◆ **TASK REQUIREMENTS**: Convert all of the data below into a JSON list of strings, one string per line, with blank lines omitted. Leave the pictures out.
>> START DATASET RECORDS
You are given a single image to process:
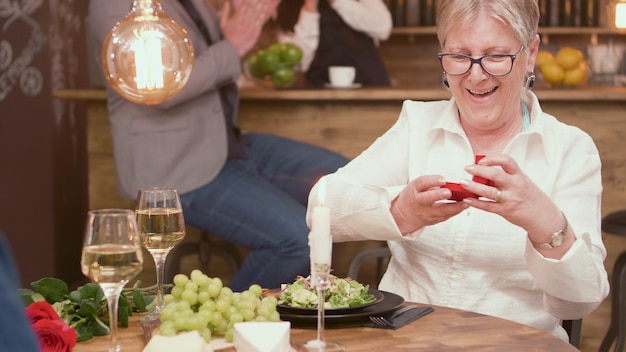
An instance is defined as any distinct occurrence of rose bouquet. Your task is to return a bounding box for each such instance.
[19,277,154,344]
[26,301,76,352]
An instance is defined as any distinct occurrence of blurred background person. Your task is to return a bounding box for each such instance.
[276,0,392,87]
[0,231,40,352]
[89,0,347,291]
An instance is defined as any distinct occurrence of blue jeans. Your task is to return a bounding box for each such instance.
[181,133,348,291]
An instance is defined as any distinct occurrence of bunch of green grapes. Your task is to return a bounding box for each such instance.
[159,270,280,342]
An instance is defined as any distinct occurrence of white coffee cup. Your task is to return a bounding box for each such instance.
[328,66,356,87]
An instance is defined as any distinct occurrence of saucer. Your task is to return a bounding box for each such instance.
[324,83,363,89]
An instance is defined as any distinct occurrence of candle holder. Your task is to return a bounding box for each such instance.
[304,263,346,352]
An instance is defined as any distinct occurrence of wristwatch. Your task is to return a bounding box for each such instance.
[530,212,567,249]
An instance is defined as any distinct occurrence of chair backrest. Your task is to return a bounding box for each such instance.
[348,245,583,349]
[561,319,583,349]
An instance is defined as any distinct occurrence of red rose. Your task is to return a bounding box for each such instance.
[26,301,60,324]
[33,317,76,352]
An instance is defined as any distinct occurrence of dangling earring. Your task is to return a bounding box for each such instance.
[525,72,535,90]
[441,74,450,91]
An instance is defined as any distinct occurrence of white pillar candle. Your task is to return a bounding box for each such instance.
[309,180,333,265]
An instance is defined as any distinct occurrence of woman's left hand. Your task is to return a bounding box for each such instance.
[461,154,562,234]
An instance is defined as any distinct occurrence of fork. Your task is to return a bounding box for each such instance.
[370,306,417,327]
>> END DATASET RECORDS
◆ **EXERCISE RESPONSE**:
[
  "You are given a single image to process:",
  "An instance is defined as any distinct occurrence of rose bouquet. Your task is to return a bounding box for each such instance.",
  "[19,277,154,344]",
  "[26,301,76,352]",
  "An instance is defined as any distinct occurrence of blurred background person. Your task is to return a bounding box for each such instance.",
  "[276,0,392,87]",
  "[0,231,40,352]",
  "[89,0,347,291]",
  "An instance is defined as any distinct occurrence of blue jeans. Your task is to return a bounding box for each such instance.",
  "[181,133,348,291]",
  "An instance is defined as any distinct occurrence of bunch of green grapes. Your task is to return a bounding box for each such instance.",
  "[159,270,280,342]",
  "An instance is defined as any distinct occurrence of white coffee cup. Your task is to return a bounding box for each such instance.",
  "[328,66,356,87]",
  "An instance is defined as any distinct occurrence of saucer. Your task is to return a bounding box for each such instance.",
  "[324,83,363,89]",
  "An instance is defined as any distinct occurrence of candle holder. Your task is to return a bounding box for each such instance.",
  "[304,263,346,352]",
  "An instance is defined as any distinct occurrence of wristwatch. Your task is to return a bounding box for each such instance.",
  "[530,212,567,249]",
  "An instance is defined as any distinct occurrence of chair backrest. Your task is to return a bounding box for each such instance.",
  "[348,245,583,349]",
  "[561,319,583,349]",
  "An instance is defined as any distinct occurrence of red rose. Your task is to return a bounding box for each such instance.",
  "[26,301,60,324]",
  "[33,317,76,352]",
  "An instance is defined as any distinct occurrence of dangling earring. Your task is to return a bounding box for each such instance.",
  "[525,72,535,90]",
  "[441,74,450,91]",
  "An instance is defined as any distinct occurrence of white pillar candle. Your task is to return a bounding box for each such instance.",
  "[309,180,333,265]",
  "An instance is defined as any distinct occurrence of woman's left hand. Your task is to return a bounding box for each such instance.",
  "[461,154,562,234]",
  "An instance is defined as any distinct occurrence of fork. Your task is to return a bounding box for each such instance.",
  "[370,306,417,327]"
]